[Named-object pointing records]
———

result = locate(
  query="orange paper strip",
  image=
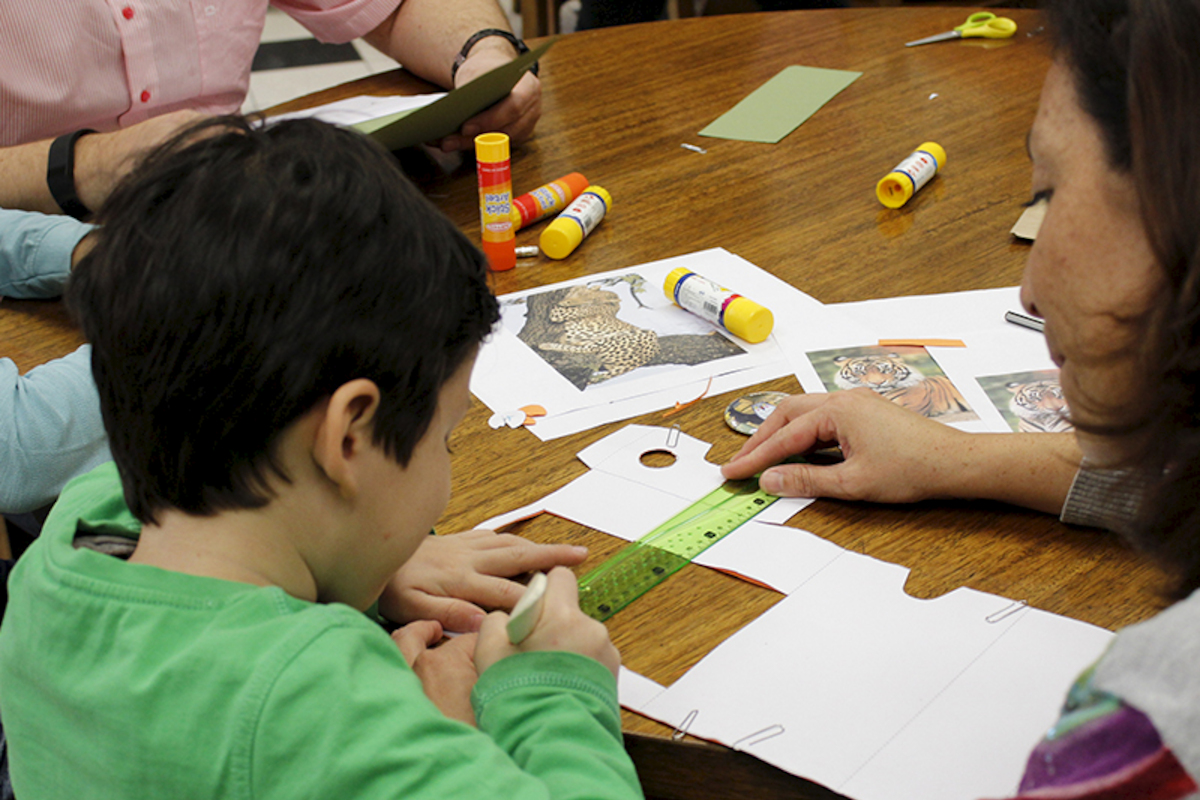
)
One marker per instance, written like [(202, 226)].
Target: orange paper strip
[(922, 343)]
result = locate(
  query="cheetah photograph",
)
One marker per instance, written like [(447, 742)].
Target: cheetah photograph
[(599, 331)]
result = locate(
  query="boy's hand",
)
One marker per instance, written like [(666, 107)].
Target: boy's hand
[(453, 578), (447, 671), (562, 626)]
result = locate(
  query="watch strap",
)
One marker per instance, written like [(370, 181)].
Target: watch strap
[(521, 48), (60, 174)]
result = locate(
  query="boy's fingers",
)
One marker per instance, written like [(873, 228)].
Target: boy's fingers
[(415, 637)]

———

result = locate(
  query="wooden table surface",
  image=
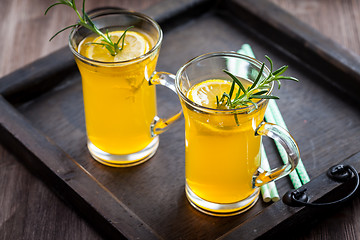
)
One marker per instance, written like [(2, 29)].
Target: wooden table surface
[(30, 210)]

———

## EXERCISE REQUIREMENTS
Pull out each line of the records that contains the word "strap". Case matters.

## RESPONSE FOR THIS EXERCISE
  query="watch strap",
Target: watch strap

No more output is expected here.